What to do → Filter the entries, keeping every line with the string "below".

[Dataset — start]

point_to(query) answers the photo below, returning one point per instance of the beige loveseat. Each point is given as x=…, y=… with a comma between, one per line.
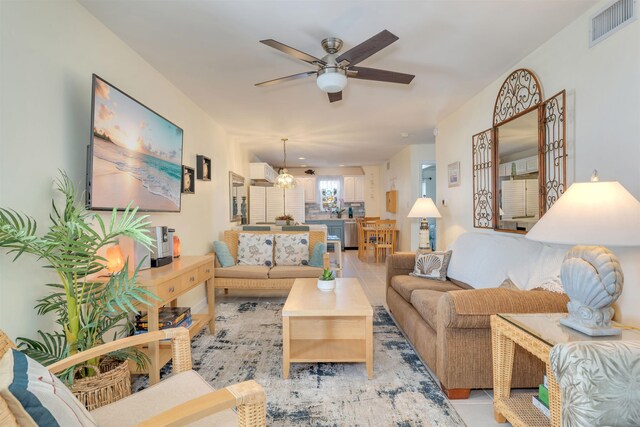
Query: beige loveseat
x=448, y=321
x=263, y=277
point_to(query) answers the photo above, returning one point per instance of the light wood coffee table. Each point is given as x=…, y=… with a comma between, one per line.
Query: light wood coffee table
x=332, y=326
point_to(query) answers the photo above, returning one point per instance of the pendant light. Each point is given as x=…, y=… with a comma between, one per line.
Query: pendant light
x=284, y=180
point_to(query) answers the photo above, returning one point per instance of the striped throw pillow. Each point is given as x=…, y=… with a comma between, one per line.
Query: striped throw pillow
x=36, y=397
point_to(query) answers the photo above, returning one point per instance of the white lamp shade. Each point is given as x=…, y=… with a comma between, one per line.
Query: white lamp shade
x=424, y=208
x=331, y=81
x=591, y=213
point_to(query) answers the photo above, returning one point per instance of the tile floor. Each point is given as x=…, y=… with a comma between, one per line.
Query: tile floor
x=477, y=411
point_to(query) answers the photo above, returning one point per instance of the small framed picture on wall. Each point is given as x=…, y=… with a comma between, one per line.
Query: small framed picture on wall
x=453, y=174
x=188, y=180
x=203, y=168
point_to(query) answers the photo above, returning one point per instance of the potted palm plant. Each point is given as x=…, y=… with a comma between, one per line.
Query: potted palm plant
x=86, y=307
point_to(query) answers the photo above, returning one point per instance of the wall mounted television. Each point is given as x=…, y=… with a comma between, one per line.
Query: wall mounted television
x=135, y=154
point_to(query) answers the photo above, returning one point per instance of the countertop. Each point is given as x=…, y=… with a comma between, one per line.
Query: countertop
x=331, y=219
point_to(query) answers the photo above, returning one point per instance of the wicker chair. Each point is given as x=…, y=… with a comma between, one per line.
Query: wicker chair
x=183, y=398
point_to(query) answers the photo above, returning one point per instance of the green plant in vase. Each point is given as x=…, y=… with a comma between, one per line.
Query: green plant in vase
x=86, y=308
x=327, y=281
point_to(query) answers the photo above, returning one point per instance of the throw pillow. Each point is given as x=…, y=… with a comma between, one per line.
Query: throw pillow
x=222, y=253
x=292, y=249
x=432, y=265
x=33, y=394
x=551, y=285
x=255, y=249
x=316, y=259
x=508, y=284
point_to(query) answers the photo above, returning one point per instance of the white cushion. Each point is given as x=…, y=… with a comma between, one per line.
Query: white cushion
x=485, y=260
x=158, y=398
x=255, y=249
x=432, y=265
x=37, y=397
x=292, y=249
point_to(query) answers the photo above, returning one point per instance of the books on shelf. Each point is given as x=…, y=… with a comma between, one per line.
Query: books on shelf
x=186, y=322
x=540, y=406
x=541, y=400
x=168, y=317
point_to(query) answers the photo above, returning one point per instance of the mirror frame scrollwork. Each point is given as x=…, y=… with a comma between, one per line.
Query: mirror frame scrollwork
x=520, y=94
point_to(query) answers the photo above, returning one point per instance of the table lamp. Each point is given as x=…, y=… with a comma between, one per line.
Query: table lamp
x=115, y=260
x=591, y=213
x=424, y=208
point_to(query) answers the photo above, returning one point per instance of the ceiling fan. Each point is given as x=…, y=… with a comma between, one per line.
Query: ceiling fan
x=333, y=69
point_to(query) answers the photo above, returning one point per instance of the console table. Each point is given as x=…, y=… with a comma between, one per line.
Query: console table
x=536, y=333
x=168, y=283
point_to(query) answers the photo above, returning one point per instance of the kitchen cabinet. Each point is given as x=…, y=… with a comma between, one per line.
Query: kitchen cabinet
x=335, y=227
x=266, y=203
x=309, y=186
x=353, y=188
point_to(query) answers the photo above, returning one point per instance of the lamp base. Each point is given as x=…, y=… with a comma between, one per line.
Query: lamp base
x=598, y=331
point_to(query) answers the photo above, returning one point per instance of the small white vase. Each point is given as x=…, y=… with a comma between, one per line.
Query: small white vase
x=326, y=285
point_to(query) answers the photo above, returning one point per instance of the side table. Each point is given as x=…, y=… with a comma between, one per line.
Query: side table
x=536, y=333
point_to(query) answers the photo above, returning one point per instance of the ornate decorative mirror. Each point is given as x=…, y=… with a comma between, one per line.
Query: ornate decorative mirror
x=237, y=198
x=519, y=165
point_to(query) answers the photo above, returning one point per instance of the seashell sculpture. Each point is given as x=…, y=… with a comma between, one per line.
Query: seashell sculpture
x=592, y=278
x=427, y=264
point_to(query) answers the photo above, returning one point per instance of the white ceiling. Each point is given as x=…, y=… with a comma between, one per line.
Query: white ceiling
x=210, y=50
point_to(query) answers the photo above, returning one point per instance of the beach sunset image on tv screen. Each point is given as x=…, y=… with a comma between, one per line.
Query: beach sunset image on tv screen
x=136, y=154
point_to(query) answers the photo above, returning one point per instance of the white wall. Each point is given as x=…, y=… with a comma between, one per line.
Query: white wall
x=49, y=51
x=603, y=127
x=372, y=193
x=403, y=175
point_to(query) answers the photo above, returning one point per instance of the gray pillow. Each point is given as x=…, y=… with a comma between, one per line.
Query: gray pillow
x=432, y=265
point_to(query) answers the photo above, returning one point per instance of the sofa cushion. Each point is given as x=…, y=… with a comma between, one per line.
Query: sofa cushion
x=292, y=249
x=170, y=392
x=255, y=249
x=484, y=260
x=432, y=265
x=405, y=285
x=294, y=272
x=317, y=256
x=222, y=253
x=426, y=304
x=243, y=272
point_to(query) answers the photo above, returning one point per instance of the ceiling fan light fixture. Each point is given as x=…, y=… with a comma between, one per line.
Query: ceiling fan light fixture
x=284, y=180
x=331, y=79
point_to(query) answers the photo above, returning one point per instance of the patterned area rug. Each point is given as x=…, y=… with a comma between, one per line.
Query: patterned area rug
x=248, y=345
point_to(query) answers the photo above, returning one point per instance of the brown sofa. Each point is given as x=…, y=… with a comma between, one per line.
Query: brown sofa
x=448, y=324
x=263, y=277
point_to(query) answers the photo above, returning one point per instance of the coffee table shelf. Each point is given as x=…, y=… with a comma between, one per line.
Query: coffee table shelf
x=338, y=350
x=334, y=326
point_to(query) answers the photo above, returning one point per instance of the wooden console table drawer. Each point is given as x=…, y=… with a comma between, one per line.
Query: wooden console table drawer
x=168, y=283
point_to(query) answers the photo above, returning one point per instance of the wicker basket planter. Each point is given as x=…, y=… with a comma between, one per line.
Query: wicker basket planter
x=112, y=382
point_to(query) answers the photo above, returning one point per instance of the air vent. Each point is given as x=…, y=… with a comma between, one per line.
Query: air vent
x=611, y=19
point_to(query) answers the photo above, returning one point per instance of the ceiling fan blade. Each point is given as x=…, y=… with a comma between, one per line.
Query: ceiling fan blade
x=333, y=97
x=367, y=48
x=365, y=73
x=285, y=79
x=293, y=52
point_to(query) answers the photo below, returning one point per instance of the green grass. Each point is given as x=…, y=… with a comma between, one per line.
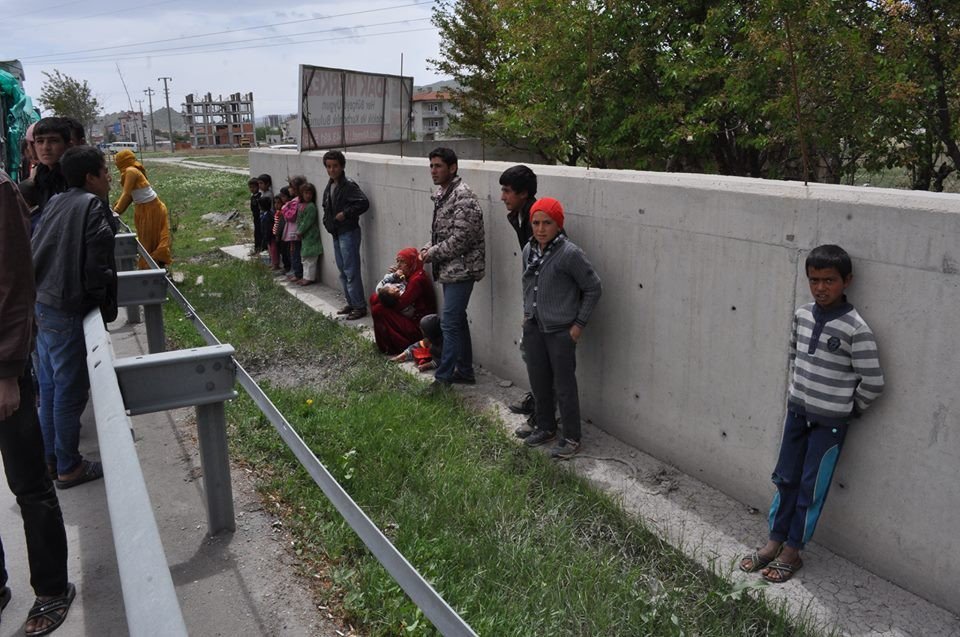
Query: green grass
x=515, y=543
x=234, y=161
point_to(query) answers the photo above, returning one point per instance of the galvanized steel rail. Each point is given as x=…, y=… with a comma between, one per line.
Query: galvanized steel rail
x=149, y=598
x=443, y=617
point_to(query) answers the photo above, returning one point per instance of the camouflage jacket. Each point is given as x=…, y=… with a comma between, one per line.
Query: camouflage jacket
x=457, y=250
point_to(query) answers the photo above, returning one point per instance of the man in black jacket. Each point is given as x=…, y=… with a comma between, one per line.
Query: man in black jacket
x=73, y=260
x=518, y=192
x=20, y=442
x=343, y=203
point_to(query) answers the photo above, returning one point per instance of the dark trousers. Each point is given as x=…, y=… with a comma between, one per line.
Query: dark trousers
x=258, y=243
x=551, y=359
x=284, y=248
x=457, y=355
x=808, y=456
x=22, y=449
x=296, y=263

[Dataset — finish]

Task solution →
point_to(query) answers the photo below, returning one point per instance of the beige loveseat. Each point is given as x=…, y=… with a comma between, one per line.
point_to(query) answers the photo below, returning one point per instance of the green grass. Each point is given as x=…, y=… with a comma between, one per line.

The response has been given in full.